* **Extrait du document**

☆ ☆ ☆

D.L. : L'écriture, la seule matière scolaire où j'étais forte, a toujours été très importante pour moi. J'avais de bonnes notes mais qui baissaient à cause de l'orthographe. On me disait : "Quand on fait des fautes d'orthographe, c'est qu'on est inculte ou qu'on ne lit jamais !". Ce n'était pas mon cas, mais bon…

J'ai continué avec des livres. En 1994, 1–2–3 Savine (Éditions de l'Aube), un livre sociologique pour la mairie (DSU), mais réalisé par une personne qui "ne fasse pas peur" aux personnes interviewées. Il s'agissait d'écrire avec les habitants de la Cité de la Savine avant la démolition de plusieurs bâtiments. C'étaient des femmes de diverses communautés qui me racontaient leur arrivée dans ces immeubles. La plupart venaient de quartiers très pauvres, voire de bidonvilles. D'un coup, La Savine, pour elles, c'était le bonheur : salle de bain, chauffage… Mais, contrairement aux sociologues, moi je re-rédigeais et j'en faisais des nouvelles. Le but était que les histoires de ces gens deviennent les histoires d'autres gens, une transmission de récits, pas comme une étude savante. Les textes étaient relus à ces personnes et souvent c'était : "Non, la tapisserie n'était pas verte mais bleue !". C'était important pour elles.

Puis, en 1997, il y a eu Cuisines sur rues (1997 - Éd. Bureau des compétences et désirs). La commande était de faire une étude sociologique de la Délégation aux Droits de la femme mais en prenant le parti d'en faire des nouvelles. Douze histoires, douze femmes, douze origines différentes : Russie, Comores, Algérie, Arménie…

Une même question : "Racontez-moi une histoire d'un jour de fête avec les recettes de cuisine qui vont avec". Les jours de fête ? Baptême, mariage, Noël, l'Aïd ou le retour de quelqu'un que l'on n'a pas vu depuis longtemps. Les recettes comoriennes étaient les plus compliquées parce que tu ne trouves pas les ingrédients ! Elles disaient : "tu remplaces ça, par ça", oui, mais c'est quoi "ça ?"

En 2000, C'est la faute au soleil (Éd. Bureau des compétences et désirs), à la demande de la bibliothèque de Peynier pour un travail avec le club 3ème âge et la Fondation de France. Le procédé était le même : douze à quinze personnes du club me racontaient des moments importants de leur vie entre 1932 et 1952 et encore avec les recettes de cuisine qui vont avec (parce que moi, j'aime bien manger) ! Donc il y avait les pieds-paquets de la Libération, la visite du ministre à l'école pendant le Front Populaire, etc.

Fili : C'est la petite histoire dans la Grande…

D.L. : C'est ce qui me plaît dans tout ce que j'ai fait. Ce sont les choses que les gens ont perçues qui n'ont pas de rapport avec la Grande Histoire, sauf qu'ils se sont pris la Grande comme un mur dans la figure et je mets en forme comment finalement s'en accommodaient. Par exemple, on apprend à manger de l'écureuil. Des lecteurs m'ont dit : "C'est un scandale". Oui, mais comment expliquer que pendant la guerre, on mange ce qu'on a sous la main ?

☆ ☆ ☆

* **Données fournies**

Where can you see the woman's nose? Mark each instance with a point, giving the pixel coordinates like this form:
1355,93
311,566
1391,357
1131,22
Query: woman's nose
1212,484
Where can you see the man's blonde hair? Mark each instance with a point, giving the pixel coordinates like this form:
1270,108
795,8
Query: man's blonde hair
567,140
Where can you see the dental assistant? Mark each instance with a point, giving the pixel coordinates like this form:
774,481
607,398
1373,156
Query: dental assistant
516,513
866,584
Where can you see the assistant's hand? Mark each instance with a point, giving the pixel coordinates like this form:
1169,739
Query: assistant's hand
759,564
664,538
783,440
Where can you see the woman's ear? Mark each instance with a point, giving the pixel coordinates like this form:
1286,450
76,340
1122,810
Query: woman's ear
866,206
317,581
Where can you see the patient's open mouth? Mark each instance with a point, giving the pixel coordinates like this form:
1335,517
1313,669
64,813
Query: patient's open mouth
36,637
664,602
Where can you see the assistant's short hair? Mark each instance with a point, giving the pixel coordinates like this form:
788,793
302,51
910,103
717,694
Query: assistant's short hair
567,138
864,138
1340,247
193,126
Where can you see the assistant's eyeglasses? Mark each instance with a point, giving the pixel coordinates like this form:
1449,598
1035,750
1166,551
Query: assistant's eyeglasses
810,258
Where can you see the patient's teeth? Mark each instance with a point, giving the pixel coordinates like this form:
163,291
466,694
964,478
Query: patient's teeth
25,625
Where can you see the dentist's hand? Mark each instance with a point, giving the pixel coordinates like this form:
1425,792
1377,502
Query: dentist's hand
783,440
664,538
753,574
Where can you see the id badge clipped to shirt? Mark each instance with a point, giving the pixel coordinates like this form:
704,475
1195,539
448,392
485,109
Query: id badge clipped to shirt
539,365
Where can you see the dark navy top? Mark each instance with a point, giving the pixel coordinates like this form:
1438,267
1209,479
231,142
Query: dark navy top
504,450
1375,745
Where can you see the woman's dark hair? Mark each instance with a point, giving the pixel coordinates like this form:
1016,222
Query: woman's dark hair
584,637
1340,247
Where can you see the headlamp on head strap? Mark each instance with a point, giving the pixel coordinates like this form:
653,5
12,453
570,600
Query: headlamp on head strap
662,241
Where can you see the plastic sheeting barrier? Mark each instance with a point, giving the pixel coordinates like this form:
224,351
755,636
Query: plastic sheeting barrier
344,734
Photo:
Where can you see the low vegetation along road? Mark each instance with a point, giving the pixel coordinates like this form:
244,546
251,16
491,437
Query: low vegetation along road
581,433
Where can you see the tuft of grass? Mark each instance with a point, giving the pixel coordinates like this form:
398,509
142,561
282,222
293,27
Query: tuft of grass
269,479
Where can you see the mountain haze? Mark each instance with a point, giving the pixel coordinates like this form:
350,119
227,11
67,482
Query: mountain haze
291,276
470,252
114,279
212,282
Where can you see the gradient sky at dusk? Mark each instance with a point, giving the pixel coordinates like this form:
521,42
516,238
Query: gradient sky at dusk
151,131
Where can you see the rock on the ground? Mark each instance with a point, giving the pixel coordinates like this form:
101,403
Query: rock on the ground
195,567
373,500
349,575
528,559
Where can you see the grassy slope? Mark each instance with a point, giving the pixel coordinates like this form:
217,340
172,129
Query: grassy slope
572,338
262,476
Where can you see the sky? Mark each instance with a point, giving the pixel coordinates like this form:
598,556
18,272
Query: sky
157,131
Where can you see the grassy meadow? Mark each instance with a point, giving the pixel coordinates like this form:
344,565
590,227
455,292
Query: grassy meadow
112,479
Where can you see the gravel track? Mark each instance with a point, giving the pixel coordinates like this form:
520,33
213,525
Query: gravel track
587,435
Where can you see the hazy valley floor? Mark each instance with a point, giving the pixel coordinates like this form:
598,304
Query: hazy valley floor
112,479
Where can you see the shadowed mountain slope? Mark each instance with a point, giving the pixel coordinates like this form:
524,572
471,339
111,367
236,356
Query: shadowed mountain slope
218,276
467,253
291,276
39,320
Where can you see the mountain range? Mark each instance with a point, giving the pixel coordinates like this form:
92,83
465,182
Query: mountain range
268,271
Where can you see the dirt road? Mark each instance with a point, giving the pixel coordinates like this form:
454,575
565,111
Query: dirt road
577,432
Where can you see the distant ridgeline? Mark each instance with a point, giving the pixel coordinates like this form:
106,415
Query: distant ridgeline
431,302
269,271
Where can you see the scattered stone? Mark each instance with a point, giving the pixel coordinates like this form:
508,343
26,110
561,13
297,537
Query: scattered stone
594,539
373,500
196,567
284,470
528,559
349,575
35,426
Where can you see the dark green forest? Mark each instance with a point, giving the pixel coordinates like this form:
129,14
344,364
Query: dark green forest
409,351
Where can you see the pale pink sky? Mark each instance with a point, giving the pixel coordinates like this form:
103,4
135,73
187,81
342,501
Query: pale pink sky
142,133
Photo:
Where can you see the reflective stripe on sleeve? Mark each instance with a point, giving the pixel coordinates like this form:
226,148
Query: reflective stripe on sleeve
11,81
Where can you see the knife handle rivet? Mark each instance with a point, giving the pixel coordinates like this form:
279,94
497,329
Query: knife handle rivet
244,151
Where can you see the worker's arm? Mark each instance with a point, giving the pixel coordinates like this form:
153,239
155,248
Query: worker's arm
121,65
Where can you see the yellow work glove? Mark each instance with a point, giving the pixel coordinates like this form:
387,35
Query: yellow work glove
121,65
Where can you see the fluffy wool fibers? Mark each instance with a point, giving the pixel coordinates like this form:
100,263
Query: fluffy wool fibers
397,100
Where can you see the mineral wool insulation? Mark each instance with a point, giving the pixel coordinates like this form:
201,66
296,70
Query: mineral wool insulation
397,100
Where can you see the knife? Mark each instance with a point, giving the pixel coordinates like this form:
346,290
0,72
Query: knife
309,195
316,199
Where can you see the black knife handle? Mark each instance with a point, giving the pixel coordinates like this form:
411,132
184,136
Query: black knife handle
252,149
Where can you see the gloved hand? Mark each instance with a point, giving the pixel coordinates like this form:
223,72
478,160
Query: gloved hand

☆ ☆ ☆

* **Consignes**
• 1. Quels sont tous les titres de livres cités dans l'entretien sur l'écriture ?
• 2. Recopiez sans rien changer le passage de l'entretien sur l'écriture qui va de « D.L. : C'est » à « sous la main ? ».
• 3. Poursuivez l'entretien sur l'écriture à partir de l'endroit où il s'arrête.
La liste n'a aucun rapport avec l'entretien sur l'écriture.

* **Réponses dans l'ordre**
• 1. 1–2–3 Savine ; Cuisines sur rues ; C'est la faute au soleil

• 2.
D.L. : C'est ce qui me plaît dans tout ce que j'ai fait. Ce sont les choses que les gens ont perçues qui n'ont pas de rapport avec la Grande Histoire, sauf qu'ils se sont pris la Grande comme un mur dans la figure et je mets en forme comment finalement s'en accommodaient. Par exemple, on apprend à manger de l'écureuil. Des lecteurs m'ont dit : "C'est un scandale". Oui, mais comment expliquer que pendant la guerre, on mange ce qu'on a sous la main ?

• 3.
 

Partir à la rencontre du monde

D.L. : Le livre suivant s'est appelé Le quatrième cerveau (2003 - L'écailler du sud). C'est un roman noir, je l'ai écrit suite à un voyage en Bosnie. J'y reviendrai. Un jour, je participe à un salon du livre sous des platanes, près d'Aix, où il n'y avait personne. J'étais avec Jacques Bonnadier (journaliste, reporter, écrivain) et Philippe Carrese (réalisateur, romancier, compositeur, dessinateur de presse) que je ne connaissais pas. Tous les trois, on a passé une bonne partie de la journée à ne rien faire. On a sympathisé, rigolé. J'ai parlé de ce que j'aime. J'ai aussi parlé de la guerre qui est une préoccupation récurrente dans mon travail. Avec Philippe, on en est venu à se dire : "Si on faisait un scénario et un film ?" C'est comme ça que ma carrière cinématographique a commencé.

Malaterra a été le premier scénario écrit ensemble. Personne n'en voulait: des auteurs de province, c'est compliqué ! France 3 National n'en voulait pas, France 3 Marseille n'avait pas d'argent. Tout de même, quand on nous fermait la porte, on entrait par la fenêtre. Enfin, on a tourné Malaterra (diffusion 2003) qui a eu beaucoup de succès. Avec Philippe, il y a eu encore Liberata (diffusion 2005) et L'arche de Babel (diffusion 2007).

 

Fili : Quelle différence fais-tu entre écritures de livres et tout à coup l'écriture cinématographique ?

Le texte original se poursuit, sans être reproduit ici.